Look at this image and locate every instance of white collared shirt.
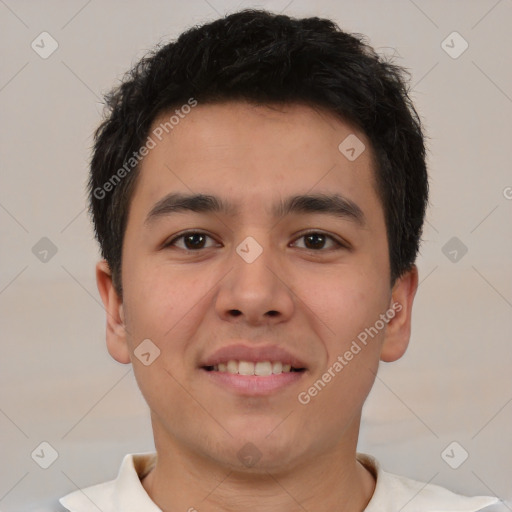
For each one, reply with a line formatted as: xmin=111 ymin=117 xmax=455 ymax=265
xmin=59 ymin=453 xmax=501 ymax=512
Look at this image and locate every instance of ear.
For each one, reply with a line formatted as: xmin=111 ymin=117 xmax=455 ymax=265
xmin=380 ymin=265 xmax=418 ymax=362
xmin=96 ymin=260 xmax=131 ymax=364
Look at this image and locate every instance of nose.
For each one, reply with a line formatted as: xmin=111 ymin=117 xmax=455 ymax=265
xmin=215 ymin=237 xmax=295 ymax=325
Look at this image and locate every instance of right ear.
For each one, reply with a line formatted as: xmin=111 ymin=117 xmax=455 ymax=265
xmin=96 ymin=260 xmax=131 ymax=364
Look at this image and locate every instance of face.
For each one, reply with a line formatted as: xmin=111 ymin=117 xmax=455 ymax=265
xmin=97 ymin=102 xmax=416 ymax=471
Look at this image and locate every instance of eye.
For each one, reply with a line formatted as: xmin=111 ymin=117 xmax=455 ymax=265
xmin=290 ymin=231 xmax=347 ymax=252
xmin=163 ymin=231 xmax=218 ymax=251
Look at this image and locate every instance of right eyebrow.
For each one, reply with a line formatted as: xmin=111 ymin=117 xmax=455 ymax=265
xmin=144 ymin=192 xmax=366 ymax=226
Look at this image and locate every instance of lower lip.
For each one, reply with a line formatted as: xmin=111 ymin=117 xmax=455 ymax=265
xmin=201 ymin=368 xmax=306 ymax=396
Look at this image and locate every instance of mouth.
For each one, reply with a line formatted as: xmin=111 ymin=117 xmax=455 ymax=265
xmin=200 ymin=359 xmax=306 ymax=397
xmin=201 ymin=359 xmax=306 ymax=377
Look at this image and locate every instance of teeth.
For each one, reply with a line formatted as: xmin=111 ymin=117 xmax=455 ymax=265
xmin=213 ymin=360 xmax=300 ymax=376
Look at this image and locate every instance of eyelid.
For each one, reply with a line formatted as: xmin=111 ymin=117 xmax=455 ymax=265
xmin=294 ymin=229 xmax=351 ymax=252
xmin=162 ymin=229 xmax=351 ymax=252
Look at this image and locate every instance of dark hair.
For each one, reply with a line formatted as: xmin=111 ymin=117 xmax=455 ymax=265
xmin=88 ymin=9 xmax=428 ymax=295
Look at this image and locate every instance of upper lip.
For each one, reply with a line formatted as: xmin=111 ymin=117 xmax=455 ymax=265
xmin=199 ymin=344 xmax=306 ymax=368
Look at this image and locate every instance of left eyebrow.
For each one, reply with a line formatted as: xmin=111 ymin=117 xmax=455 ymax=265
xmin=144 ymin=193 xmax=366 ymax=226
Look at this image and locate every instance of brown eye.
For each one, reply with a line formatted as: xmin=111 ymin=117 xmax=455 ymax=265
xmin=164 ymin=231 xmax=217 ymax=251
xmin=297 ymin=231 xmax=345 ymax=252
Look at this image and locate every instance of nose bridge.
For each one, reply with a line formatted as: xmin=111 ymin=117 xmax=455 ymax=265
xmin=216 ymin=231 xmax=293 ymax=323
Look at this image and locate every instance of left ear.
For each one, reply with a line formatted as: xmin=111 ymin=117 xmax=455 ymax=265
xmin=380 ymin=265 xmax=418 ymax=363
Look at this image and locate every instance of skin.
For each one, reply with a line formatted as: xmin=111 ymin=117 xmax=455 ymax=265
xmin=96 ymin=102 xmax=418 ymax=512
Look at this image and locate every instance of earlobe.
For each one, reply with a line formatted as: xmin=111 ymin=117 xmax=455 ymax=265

> What you have to do: Print all of the records above line for line without any change, leaving out the pictures.

> Output of the task:
Look at this image and locate every instance of white collared shirt.
For each one, reply with a line formatted as: xmin=111 ymin=117 xmax=455 ymax=265
xmin=59 ymin=453 xmax=501 ymax=512
Look at this image and locate every instance of ear.
For each one, reply with a line formatted as: xmin=111 ymin=117 xmax=455 ymax=265
xmin=380 ymin=265 xmax=418 ymax=362
xmin=96 ymin=260 xmax=131 ymax=364
Look at this image and locate every instance of nose.
For each one, reply with a line formatted as: xmin=111 ymin=117 xmax=455 ymax=265
xmin=215 ymin=237 xmax=295 ymax=325
Look at this image and locate every instance of right ear.
For each one, reply with a line formatted as: xmin=111 ymin=117 xmax=455 ymax=265
xmin=96 ymin=260 xmax=131 ymax=364
Look at this image and locate every instance of face.
For each one, reply with a line formatted as: xmin=111 ymin=117 xmax=455 ymax=265
xmin=97 ymin=102 xmax=416 ymax=471
Look at this image and locate every instance of eye.
For each one, reply with a line formatted as: xmin=111 ymin=117 xmax=455 ymax=265
xmin=290 ymin=231 xmax=347 ymax=252
xmin=163 ymin=231 xmax=218 ymax=251
Look at this image and locate every instance of right eyebrow.
For each one, reply with a line formatted as: xmin=111 ymin=117 xmax=455 ymax=265
xmin=144 ymin=192 xmax=366 ymax=226
Look at this image and locate every instance of lower lip.
For each one, reply with a line formatted as: xmin=111 ymin=117 xmax=455 ymax=265
xmin=201 ymin=368 xmax=306 ymax=396
Look at this image and locate every instance of mouth.
For each one, reply with a line formatted as: xmin=111 ymin=117 xmax=455 ymax=265
xmin=200 ymin=359 xmax=306 ymax=397
xmin=201 ymin=359 xmax=306 ymax=377
Look at this image and locate every instance of teeth.
For each one, reply with a line formatted as: xmin=111 ymin=117 xmax=455 ymax=265
xmin=213 ymin=360 xmax=300 ymax=376
Look at this image and locate every instance of eyelid.
For each one, reply with a line formatted as: xmin=111 ymin=117 xmax=455 ymax=265
xmin=294 ymin=229 xmax=351 ymax=252
xmin=162 ymin=229 xmax=351 ymax=252
Look at this image and locate every instance of dark hair.
For each one, reply with a line formatted as: xmin=111 ymin=117 xmax=455 ymax=265
xmin=88 ymin=9 xmax=428 ymax=295
Look at this image and locate every instance of upper lip.
For each one, reply with a line formatted as: xmin=111 ymin=117 xmax=455 ymax=265
xmin=199 ymin=344 xmax=306 ymax=368
Look at this image and locate every instance of left eyebrow.
For each one, reply with a line formatted as: xmin=111 ymin=117 xmax=455 ymax=265
xmin=144 ymin=193 xmax=366 ymax=226
Look at this image and locate every instance of brown eye.
For each one, reply with a line formatted as: xmin=111 ymin=117 xmax=455 ymax=265
xmin=164 ymin=231 xmax=217 ymax=251
xmin=297 ymin=231 xmax=345 ymax=252
Look at this image and locate every instance of nose bridge.
For each one, reply with a line formatted as: xmin=111 ymin=117 xmax=455 ymax=265
xmin=216 ymin=231 xmax=293 ymax=323
Look at this image and locate every instance of left ear.
For each one, reply with a line formatted as: xmin=111 ymin=117 xmax=455 ymax=265
xmin=380 ymin=265 xmax=418 ymax=363
Look at this image and locate every instance of skin.
For each one, reply with a line formatted as: xmin=111 ymin=117 xmax=455 ymax=265
xmin=96 ymin=102 xmax=418 ymax=512
Look at this image and locate every instance of earlobe.
For each one, reply with a line formatted as: xmin=111 ymin=117 xmax=455 ymax=265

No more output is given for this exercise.